▶ [Reading passage]
That's a ton of unfounded accusations considering you don't even know what I do, how I do it, or to what degree I'm paid, or why I went into it. For someone who seems to have it all worked out you're not a fan of the objective perspective. Further, if I only cared about profit I wouldn't waste time explaining anything online. Like I said I have no horse in this race I just understand the process and the data through my training.

The guidelines in question go completely against this tirade you're on (they recommend against HFCS, fast food, etc. which flies in the face of your theory there) to the extent that its like you haven't read anything posted or linked. Also regarding healthy life choices - again its like you read nothing. You're massively simplifying a complex issue and you're underselling the degree to which people knowingly routinely make poor life choices. Again I'm not a Family Doc but I sure as hell wouldn't want to be because its nearly impossible to help people change these things.

You're massively simplifying a complex issue and you're underselling the degree to which people knowingly routinely make poor life choices. Again I'm not a Family Doc but I sure as hell wouldn't want to be because its nearly impossible to help people change these things.

And youre massively complicating it. You assume they are life choices when in reality it's not a choice. In the low income areas the only choice is fat sugar and salt. I saw the demise of nutrition happen. It's gradually getting worse while more low income areas pop up. A vicious cycle on a massive scale. Many people simply cant afford to eat the required amount of proper calories and now the only thing within their reach when their stomachs hurt and theyre off work is taco bell. The grocery sells the same garbage now. There is no organic produce, hell there is hardly any produce at all. We all know what the center of the grocery stores contain. So what are they to do? They get 8 dollars an hour and theyre supposed to somehow pay rent, pay electric bills(which come to find out theyve been overcharging their customers and threatened to raise the rate if presented with a lawsuit) and then go to 'the fancy grocery' and pay a premium just so they have a shot at a decent meal. Theres no way they can maintain that. My problem with you, and Ill admit, the previous post wasnt entirely directed at you, is that youre not placing the blame where it ought to be placed and where you are placing it is offensive and insulting. Human beings arent inherently self destructive contrary to this new popular belief. We are being destroyed. The people who work in this pharmaceutical and food supply game are enabling it. Top to bottom, there is no innocence, just varied responsibility.

▶ [Supplied data]
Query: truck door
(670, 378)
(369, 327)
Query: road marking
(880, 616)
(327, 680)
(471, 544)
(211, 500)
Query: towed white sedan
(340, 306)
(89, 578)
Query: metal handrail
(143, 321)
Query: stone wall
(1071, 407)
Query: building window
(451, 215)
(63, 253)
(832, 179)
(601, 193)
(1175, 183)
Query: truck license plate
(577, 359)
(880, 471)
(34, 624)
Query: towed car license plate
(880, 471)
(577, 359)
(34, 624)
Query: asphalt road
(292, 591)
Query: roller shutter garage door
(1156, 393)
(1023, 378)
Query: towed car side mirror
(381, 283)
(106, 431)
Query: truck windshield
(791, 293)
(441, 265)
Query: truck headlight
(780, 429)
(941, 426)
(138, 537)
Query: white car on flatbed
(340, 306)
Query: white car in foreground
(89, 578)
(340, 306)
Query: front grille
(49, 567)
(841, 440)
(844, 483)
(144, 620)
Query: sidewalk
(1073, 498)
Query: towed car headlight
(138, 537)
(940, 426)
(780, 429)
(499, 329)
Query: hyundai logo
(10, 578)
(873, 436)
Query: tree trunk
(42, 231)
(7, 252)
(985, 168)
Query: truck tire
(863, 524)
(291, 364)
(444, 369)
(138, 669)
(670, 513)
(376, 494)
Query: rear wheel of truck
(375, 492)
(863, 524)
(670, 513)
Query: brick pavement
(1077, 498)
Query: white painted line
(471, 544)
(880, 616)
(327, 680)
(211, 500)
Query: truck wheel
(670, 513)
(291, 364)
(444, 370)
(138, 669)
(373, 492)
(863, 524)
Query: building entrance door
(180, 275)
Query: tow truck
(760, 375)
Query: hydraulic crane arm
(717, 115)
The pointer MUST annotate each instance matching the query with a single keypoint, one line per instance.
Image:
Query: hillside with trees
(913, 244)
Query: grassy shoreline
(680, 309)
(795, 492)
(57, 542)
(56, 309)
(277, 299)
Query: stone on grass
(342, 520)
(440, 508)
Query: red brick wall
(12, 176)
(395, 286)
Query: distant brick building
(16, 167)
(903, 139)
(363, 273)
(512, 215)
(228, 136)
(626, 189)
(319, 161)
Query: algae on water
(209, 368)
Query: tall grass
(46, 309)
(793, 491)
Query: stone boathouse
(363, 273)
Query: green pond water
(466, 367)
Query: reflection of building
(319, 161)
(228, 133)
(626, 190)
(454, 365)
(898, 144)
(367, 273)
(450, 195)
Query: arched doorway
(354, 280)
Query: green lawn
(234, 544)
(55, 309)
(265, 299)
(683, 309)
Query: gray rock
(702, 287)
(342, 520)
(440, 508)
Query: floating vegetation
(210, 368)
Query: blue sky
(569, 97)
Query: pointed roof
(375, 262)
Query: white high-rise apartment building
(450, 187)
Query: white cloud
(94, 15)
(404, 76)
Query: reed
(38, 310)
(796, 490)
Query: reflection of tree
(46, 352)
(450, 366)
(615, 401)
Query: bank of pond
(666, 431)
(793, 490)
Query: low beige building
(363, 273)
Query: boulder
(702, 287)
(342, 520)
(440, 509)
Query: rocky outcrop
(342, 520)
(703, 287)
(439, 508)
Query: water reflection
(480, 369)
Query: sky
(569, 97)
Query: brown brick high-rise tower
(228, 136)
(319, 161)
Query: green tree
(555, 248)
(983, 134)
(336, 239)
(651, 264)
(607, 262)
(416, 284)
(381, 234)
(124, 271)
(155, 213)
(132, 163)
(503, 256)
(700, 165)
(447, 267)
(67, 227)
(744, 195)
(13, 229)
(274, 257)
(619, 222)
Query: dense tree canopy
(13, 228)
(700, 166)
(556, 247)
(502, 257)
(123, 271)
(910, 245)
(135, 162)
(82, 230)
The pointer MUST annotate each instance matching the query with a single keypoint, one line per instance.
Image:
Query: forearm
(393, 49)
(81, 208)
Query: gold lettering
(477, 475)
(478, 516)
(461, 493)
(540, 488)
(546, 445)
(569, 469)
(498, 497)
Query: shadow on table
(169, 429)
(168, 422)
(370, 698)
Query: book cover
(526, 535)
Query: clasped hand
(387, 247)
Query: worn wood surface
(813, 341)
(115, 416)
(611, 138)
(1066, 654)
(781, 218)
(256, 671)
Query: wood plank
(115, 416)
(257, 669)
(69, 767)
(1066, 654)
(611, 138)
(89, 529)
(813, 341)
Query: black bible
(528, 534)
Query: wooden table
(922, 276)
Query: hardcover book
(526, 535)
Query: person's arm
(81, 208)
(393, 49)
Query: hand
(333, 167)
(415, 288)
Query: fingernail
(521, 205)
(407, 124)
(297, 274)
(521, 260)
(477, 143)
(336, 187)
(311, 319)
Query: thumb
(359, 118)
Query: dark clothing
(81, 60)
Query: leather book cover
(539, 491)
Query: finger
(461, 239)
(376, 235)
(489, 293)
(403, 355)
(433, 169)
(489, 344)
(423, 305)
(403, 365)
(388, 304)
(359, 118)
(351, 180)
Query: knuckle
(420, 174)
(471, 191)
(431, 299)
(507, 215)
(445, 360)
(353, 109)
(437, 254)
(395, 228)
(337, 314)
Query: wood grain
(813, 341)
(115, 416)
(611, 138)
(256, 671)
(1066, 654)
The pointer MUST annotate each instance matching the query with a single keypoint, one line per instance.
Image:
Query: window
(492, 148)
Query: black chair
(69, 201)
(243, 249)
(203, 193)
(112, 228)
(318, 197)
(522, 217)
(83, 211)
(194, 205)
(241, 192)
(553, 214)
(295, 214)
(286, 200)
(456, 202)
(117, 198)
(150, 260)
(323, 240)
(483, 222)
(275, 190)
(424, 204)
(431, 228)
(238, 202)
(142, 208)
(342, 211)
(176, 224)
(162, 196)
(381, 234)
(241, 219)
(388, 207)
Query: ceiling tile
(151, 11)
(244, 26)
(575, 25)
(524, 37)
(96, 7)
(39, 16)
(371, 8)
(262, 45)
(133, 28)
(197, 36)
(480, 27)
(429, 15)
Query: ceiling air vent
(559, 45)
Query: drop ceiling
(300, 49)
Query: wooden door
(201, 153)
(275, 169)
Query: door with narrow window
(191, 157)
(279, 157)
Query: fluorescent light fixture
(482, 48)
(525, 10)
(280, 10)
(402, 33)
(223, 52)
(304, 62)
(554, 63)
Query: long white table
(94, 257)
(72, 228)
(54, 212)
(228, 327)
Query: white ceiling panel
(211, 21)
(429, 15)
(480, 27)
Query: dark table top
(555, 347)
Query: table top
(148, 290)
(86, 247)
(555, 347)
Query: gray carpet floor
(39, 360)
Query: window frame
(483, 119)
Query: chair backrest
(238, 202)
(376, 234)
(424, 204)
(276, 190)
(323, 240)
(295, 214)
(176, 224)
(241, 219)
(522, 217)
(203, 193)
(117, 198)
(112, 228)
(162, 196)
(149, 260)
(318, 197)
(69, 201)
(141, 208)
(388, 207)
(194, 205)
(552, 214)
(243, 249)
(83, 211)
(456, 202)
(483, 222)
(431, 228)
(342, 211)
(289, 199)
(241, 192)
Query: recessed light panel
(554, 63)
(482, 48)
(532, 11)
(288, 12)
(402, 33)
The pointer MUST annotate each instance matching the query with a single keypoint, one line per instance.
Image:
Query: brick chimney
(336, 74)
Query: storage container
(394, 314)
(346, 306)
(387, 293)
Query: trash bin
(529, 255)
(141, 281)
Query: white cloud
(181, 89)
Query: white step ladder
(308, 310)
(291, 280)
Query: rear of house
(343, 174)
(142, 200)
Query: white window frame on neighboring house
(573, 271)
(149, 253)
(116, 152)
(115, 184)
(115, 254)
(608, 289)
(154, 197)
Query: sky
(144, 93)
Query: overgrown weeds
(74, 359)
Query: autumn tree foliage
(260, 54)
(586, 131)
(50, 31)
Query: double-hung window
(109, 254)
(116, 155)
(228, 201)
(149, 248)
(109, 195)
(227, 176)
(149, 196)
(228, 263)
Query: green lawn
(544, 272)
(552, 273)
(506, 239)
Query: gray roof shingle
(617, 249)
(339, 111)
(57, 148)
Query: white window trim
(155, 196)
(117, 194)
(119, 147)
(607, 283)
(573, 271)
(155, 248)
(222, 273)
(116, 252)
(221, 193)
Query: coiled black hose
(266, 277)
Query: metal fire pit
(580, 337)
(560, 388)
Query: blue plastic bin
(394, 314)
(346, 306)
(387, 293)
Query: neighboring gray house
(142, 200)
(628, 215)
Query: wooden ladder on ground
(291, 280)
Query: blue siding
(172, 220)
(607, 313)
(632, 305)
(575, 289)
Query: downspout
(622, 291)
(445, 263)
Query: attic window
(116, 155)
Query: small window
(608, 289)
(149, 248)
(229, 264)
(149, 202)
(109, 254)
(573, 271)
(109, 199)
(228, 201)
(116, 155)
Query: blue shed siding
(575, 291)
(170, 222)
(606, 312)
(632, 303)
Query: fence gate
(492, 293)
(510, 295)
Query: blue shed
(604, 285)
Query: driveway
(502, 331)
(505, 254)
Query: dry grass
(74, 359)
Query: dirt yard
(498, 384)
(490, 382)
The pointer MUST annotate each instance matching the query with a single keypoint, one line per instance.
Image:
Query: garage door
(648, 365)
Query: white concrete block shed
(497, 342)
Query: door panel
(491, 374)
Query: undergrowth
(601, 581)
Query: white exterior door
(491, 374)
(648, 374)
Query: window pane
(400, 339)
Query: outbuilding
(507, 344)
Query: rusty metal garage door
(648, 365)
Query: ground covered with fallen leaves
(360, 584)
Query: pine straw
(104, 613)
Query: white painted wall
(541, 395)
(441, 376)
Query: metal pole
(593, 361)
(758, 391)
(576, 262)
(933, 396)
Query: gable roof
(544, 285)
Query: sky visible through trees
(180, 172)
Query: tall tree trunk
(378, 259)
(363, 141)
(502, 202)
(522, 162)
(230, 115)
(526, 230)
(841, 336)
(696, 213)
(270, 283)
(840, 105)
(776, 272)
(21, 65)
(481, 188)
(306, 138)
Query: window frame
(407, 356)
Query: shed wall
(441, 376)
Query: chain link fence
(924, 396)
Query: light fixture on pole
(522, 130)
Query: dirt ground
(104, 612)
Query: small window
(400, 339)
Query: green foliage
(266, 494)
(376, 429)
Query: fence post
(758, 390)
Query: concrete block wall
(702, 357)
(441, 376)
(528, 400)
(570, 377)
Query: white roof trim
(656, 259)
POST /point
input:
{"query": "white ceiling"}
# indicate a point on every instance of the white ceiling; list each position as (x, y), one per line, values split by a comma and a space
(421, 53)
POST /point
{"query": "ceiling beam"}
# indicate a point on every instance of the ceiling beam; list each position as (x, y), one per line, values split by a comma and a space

▶ [Work instructions]
In the argument above about nutrition and low-income areas, how much do the workers described earn per hour?

▶ [The completed task]
8 dollars an hour.